>> start Provided material
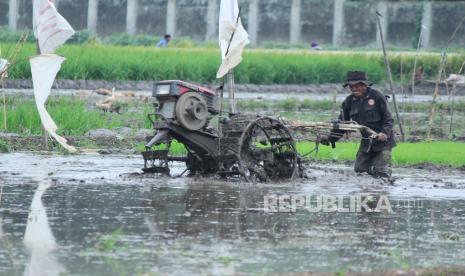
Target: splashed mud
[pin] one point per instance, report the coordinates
(92, 214)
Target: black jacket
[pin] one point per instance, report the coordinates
(372, 111)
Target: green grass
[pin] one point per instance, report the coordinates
(73, 117)
(103, 62)
(438, 153)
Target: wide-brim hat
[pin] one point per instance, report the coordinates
(354, 77)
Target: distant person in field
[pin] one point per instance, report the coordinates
(163, 43)
(370, 108)
(315, 46)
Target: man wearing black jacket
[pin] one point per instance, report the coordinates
(368, 107)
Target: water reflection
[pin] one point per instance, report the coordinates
(39, 239)
(110, 224)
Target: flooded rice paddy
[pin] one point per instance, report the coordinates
(94, 214)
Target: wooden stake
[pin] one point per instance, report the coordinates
(389, 75)
(333, 106)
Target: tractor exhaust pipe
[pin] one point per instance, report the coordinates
(157, 138)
>> end Provided material
▶ Given request
Rewrite the rows starting at the line containing "Target: water reflection" and ending at the last row, changing "coordinates" to "positions" and leaving everything else as it is.

▶ Solution below
Target: water reflection
[pin] one point per instance, report the positions
(39, 239)
(110, 224)
Target: flooded rice paddy
[pin] one point per instance, report the positions
(94, 214)
Target: wooden stake
[pin] one point per instance, report the positions
(389, 75)
(333, 106)
Target: tractor exhaust pipe
[pin] one point per instance, report the positions
(157, 138)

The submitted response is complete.